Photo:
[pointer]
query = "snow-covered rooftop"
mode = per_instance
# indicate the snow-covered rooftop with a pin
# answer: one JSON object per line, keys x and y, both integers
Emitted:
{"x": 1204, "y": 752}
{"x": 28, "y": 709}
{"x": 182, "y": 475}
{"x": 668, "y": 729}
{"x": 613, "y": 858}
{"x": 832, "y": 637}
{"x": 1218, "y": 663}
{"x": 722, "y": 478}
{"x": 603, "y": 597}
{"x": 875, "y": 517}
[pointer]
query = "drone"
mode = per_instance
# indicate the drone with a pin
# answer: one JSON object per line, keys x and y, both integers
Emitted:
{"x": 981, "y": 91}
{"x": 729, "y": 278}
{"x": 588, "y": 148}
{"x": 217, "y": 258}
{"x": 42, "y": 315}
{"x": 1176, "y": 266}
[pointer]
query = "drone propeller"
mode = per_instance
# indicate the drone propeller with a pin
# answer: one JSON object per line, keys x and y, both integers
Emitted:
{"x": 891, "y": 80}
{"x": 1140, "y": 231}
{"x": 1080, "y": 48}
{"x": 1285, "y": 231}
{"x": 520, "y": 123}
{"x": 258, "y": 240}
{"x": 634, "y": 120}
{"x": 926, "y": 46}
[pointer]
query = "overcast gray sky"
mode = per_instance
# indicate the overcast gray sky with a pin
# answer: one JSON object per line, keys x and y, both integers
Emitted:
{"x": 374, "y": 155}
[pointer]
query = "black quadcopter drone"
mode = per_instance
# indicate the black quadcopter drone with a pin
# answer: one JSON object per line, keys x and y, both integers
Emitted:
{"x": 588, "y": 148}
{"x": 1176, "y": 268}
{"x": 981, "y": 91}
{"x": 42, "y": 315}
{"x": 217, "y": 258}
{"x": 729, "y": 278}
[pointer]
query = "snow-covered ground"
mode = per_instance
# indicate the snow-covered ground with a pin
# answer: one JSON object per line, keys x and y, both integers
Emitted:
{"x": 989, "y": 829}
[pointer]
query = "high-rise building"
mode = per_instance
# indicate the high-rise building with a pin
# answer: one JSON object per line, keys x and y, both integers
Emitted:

=====

• WRITTEN EXERCISE:
Pull out each line in the entries above that contains the word "indicate".

• FULL OUTPUT:
# indicate the snow-covered rooftop with a pin
# indicate the drone with a pin
# indicate the drone propeller with a pin
# indicate the overcast gray sky with a pin
# indicate the black quadcopter drone with a pin
# indicate the snow-covered ground with a pin
# indicate the high-rise building with a pin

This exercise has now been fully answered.